PASSAGE GIVEN:
((

Every now and then, a company does something that makes people just sort of go “…huh…why?”.

This last week was one of those times. 

Sure enough, last week, Square (the fintech company that created Cash App and shares a CEO with Twitter — Jack Dorsey) announced that they were buying “a majority ownership stake” in the music streaming service Tidal, led by Jay-Z. 

Not too surprisingly, this announcement was widely met with that “…huh…why?” reaction. A financial technology company buying a hip-hop-led music streaming service? What’s to be gained there?

The answer, interestingly, is: quite a lot!

Some M&A deals are strange because the two companies’ business models appear entirely opposed. Amazon buying Whole Foods in 2017 was a pretty unexpected move and appeared, on the surface, a strange one; while working hard to drive the shift to online commerce, why would you suddenly spend almost $14B to acquire a massive retail footprint across the United States? It quickly began to make more and more sense, as Amazon made further pushes into physical retail through Amazon Go and started building out their online grocery shopping service, Amazon Fresh. What seemed like a step backward initially proved to be a strategic long-term move.

Other M&A deals seem strange not because the two companies’ models are so opposed, but because they’re so (seemingly) unrelated. These are the more fun ones to figure out, and happens to be the type of deal we’re looking at today.

The best part about these deals is that they offer a great opportunity to dig into trends that might otherwise go unnoticed if you’re not paying particular attention.

So, let’s dig into it: why would a financial technology company want to spend almost $300M to own a relatively small music streaming service in a space dominated by entrenched giants?

Well, there might be a few reasons…

Hip-hop’s love for Cash App

To lay out the context, Square has had close ties with the music industry for a little while.

Square’s consumer mobile payment product, Cash App, in the last few years, has been met with much love by the music industry, and more specifically the hip-hop industry.

Though not explicitly marketed to artists and the music industry, Cash App has seen massive word-of-mouth growth through artists doing cash giveaways contests to their fans through the app. Quickly, as the trend grew among artists to engage their audiences with these sorts of giveaways, the brand gained attention in hip-hop culture in particular.

For a more detailed write-up of Cash App’s success in the hip-hop space, you can have a read of Dan Runcie’s brilliant piece at Trapital

Square itself isn’t even too sure what initially sparked such interest in Cash App in the music scene. Here’s CEO Jack Dorsey in a 2019 investor conference: 

“This is also something we weren’t expecting, but I think Cash App has touched in the culture. We’ve just benefited from people loving it and wanting to sing about it, and putting it in their music videos, and it’s amazing how much that spreads.”

))

TO DO: Rewrite everything in the Square and Tidal passage from "Square’s consumer mobile" down to "the hip-hop industry.", changing "hip-hop industry" to "rap industry". Work only from the Square and Tidal passage.

Excerpts from a point labeling dataset
((

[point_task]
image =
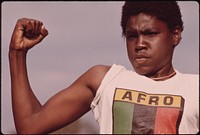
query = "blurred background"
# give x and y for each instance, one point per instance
(81, 34)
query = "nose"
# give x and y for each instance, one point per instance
(140, 45)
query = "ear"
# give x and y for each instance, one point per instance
(177, 35)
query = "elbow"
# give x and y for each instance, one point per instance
(27, 130)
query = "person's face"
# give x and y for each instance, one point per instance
(150, 44)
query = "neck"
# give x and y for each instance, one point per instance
(162, 78)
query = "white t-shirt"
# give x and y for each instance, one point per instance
(133, 104)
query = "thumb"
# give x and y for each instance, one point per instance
(43, 33)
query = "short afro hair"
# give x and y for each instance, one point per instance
(166, 11)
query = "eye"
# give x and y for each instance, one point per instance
(131, 35)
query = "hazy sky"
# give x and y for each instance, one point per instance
(81, 34)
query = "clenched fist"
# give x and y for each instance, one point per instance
(27, 33)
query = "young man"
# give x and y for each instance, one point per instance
(147, 100)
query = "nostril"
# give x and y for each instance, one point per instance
(140, 47)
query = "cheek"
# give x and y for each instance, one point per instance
(130, 51)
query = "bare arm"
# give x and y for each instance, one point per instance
(61, 109)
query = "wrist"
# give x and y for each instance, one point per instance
(17, 53)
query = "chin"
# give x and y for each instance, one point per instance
(143, 71)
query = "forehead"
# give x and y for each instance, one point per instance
(144, 21)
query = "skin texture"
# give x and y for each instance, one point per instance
(150, 47)
(61, 109)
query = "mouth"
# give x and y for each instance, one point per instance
(141, 58)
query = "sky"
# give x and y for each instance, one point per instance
(81, 35)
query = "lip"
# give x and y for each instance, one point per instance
(141, 58)
(141, 55)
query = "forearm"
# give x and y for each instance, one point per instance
(24, 102)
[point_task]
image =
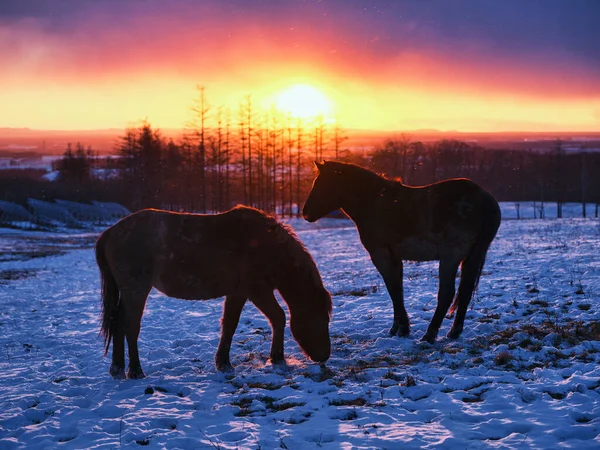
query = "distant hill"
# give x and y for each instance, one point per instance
(104, 141)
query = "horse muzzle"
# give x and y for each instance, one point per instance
(308, 217)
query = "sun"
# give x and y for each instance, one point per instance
(304, 102)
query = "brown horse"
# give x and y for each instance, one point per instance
(453, 221)
(240, 254)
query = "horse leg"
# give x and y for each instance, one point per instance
(446, 291)
(391, 269)
(232, 309)
(133, 302)
(268, 305)
(117, 367)
(468, 278)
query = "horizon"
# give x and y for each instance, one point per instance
(470, 66)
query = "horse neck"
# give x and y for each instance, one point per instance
(297, 277)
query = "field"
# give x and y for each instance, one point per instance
(524, 374)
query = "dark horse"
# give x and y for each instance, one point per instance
(240, 254)
(453, 221)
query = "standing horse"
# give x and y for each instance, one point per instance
(240, 254)
(452, 221)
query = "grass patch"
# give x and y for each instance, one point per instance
(359, 401)
(503, 358)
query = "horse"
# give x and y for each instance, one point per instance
(451, 221)
(241, 254)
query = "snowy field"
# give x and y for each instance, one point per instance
(524, 374)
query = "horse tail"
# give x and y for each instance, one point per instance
(110, 293)
(489, 227)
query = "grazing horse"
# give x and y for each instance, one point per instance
(240, 254)
(452, 221)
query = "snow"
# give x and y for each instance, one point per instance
(524, 374)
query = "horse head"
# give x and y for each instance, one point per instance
(325, 194)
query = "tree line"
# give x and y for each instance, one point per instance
(265, 159)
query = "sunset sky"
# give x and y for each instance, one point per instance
(468, 65)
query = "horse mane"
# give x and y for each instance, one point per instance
(355, 171)
(298, 258)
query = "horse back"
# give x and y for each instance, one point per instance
(191, 256)
(430, 222)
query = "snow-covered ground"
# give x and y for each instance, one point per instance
(524, 374)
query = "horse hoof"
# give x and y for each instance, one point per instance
(224, 367)
(278, 361)
(428, 338)
(400, 330)
(136, 374)
(117, 372)
(454, 334)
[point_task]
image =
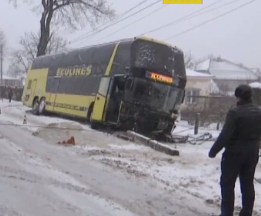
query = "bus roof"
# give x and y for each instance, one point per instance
(47, 60)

))

FINISHED TASK:
Square’s consumer mobile payment product, Cash App, in the last few years, has been met with much love by the music industry, and more specifically the rap industry.